**WHAT IS EXPECTED**
For the records below, output every line from the one holding "For every instance of the black trousers" through the final line, unaltered, and no other lines.

**Data items**
Start of Block
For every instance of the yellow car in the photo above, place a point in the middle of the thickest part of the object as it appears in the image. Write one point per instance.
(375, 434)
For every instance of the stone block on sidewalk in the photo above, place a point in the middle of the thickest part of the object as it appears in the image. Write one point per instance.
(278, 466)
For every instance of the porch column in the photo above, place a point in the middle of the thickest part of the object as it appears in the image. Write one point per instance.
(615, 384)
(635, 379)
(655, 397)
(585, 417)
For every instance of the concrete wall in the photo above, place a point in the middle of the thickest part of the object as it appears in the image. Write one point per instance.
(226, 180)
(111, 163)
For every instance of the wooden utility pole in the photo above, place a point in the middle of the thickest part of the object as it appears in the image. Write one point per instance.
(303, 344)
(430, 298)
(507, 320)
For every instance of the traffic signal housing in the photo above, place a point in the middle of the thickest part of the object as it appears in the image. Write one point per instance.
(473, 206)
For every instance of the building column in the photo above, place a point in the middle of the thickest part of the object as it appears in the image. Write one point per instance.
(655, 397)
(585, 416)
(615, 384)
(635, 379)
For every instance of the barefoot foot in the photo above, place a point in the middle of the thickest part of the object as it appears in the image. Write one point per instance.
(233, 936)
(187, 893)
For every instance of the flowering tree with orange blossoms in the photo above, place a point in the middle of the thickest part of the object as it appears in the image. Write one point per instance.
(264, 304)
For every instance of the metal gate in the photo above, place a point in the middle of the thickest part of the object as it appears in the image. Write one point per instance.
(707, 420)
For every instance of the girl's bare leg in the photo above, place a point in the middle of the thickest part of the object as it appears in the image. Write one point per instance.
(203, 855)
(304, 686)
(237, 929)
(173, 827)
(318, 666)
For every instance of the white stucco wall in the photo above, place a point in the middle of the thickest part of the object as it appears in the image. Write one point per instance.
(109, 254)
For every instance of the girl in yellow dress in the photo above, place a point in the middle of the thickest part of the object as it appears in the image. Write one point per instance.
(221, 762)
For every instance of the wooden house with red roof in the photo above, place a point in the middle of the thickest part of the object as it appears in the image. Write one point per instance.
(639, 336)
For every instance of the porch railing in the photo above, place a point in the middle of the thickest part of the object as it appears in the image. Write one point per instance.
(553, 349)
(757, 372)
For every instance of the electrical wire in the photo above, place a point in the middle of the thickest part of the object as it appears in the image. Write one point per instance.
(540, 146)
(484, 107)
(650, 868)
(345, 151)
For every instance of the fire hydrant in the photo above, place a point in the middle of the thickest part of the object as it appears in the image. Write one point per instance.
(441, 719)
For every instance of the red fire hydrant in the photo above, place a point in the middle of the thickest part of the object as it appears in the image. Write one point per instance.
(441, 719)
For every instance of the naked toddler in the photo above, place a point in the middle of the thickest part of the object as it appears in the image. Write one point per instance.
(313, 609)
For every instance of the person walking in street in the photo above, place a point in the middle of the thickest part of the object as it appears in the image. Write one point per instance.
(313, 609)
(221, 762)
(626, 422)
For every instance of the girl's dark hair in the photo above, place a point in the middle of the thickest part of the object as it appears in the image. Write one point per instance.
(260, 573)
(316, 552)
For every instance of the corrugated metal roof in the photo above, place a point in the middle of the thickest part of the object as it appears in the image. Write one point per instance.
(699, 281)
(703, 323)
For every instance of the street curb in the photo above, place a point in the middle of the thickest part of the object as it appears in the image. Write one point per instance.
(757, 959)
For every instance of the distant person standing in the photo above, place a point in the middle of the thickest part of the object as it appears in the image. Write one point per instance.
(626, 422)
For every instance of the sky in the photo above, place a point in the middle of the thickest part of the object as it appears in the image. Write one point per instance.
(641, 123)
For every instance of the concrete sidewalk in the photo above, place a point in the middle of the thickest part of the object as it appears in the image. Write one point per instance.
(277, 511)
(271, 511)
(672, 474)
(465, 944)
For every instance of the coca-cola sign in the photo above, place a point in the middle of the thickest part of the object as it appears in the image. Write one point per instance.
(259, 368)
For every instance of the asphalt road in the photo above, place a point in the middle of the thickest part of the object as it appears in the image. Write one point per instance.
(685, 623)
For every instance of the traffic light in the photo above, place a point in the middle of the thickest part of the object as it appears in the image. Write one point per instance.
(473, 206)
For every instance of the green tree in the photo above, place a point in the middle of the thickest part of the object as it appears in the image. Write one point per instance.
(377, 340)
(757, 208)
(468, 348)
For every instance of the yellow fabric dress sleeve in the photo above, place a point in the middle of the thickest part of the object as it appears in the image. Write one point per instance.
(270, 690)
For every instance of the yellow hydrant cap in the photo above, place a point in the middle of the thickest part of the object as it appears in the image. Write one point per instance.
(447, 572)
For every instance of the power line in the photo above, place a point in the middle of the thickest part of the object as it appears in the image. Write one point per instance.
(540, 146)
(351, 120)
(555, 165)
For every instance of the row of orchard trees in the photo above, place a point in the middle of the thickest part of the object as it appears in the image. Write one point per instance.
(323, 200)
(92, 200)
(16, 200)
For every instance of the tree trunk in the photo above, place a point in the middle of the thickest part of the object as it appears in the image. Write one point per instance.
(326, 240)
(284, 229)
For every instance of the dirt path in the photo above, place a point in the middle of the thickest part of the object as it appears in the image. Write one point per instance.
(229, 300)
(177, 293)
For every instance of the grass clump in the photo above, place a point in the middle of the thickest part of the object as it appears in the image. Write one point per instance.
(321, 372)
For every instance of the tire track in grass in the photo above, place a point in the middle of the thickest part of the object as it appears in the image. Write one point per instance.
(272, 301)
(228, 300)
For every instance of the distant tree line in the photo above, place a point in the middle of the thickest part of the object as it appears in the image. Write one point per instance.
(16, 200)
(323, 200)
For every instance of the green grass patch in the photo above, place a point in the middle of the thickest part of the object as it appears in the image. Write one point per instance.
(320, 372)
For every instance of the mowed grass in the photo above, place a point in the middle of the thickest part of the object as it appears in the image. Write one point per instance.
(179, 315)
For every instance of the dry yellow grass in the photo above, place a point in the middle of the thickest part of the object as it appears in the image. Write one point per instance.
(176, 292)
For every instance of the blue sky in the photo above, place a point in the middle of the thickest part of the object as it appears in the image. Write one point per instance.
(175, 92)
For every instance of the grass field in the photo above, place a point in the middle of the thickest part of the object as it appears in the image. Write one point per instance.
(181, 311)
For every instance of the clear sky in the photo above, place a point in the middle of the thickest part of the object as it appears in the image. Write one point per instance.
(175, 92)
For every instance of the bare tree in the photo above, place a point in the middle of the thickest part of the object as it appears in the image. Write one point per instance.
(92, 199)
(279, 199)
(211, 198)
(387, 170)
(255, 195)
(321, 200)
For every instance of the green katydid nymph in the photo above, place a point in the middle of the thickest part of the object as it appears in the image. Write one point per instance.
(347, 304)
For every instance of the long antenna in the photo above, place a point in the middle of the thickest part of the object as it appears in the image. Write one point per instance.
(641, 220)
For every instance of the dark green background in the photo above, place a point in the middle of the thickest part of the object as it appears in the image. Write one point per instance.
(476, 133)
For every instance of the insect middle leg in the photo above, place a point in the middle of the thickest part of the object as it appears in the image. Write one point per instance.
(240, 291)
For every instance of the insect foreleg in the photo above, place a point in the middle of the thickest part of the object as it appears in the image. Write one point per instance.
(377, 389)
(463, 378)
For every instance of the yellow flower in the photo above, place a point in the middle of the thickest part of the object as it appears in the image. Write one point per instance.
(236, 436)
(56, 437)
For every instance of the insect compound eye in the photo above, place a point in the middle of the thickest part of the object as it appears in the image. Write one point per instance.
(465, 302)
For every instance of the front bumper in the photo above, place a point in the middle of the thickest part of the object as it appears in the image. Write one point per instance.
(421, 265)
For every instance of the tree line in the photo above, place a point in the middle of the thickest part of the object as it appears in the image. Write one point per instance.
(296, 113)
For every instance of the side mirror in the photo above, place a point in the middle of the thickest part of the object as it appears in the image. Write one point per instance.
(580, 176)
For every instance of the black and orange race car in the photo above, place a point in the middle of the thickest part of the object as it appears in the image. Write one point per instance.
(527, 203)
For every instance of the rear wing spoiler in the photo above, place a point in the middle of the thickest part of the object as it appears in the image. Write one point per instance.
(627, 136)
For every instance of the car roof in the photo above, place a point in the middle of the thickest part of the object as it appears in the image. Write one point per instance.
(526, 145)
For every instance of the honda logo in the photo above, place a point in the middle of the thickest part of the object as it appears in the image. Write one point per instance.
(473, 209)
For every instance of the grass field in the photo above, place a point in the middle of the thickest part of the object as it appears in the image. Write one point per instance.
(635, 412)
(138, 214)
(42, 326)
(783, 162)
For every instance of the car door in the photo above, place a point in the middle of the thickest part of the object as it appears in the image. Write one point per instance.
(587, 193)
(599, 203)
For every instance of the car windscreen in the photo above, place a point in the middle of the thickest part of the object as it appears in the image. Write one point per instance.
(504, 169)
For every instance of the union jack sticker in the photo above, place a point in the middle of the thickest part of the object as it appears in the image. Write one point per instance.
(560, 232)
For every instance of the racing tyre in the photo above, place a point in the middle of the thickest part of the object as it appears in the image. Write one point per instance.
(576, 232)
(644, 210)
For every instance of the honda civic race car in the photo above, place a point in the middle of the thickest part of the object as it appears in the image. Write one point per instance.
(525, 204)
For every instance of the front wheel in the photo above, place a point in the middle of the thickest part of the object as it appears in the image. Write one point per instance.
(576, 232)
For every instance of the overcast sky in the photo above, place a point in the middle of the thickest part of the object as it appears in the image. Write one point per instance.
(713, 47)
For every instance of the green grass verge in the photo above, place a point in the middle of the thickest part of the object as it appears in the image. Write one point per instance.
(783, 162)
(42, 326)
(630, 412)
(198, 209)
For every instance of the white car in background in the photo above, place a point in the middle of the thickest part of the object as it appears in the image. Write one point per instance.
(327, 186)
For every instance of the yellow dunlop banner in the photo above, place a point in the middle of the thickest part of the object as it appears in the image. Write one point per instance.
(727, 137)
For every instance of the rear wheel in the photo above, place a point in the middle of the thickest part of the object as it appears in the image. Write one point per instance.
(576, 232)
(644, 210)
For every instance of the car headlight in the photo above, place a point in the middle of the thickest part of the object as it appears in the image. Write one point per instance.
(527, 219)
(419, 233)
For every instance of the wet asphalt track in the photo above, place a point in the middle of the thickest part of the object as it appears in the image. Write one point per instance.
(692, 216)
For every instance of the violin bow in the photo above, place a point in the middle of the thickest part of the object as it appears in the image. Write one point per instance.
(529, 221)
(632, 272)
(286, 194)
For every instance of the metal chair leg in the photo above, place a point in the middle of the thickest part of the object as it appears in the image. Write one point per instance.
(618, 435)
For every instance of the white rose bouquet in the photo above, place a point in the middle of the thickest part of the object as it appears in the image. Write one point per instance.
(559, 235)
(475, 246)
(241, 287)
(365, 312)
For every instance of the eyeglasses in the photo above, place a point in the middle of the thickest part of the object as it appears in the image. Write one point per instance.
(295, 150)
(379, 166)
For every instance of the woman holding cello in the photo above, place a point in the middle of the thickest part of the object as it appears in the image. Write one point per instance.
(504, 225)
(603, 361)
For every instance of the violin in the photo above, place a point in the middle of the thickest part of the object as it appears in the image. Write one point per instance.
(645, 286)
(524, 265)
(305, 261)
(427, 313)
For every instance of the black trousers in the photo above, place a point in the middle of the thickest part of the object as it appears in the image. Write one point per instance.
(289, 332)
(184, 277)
End of Block
**ANSWER SECTION**
For every instance of the black trousers in the photo above, place a point in the middle of the thickest part of the object as it appears in the image. Write one point per instance.
(289, 332)
(184, 277)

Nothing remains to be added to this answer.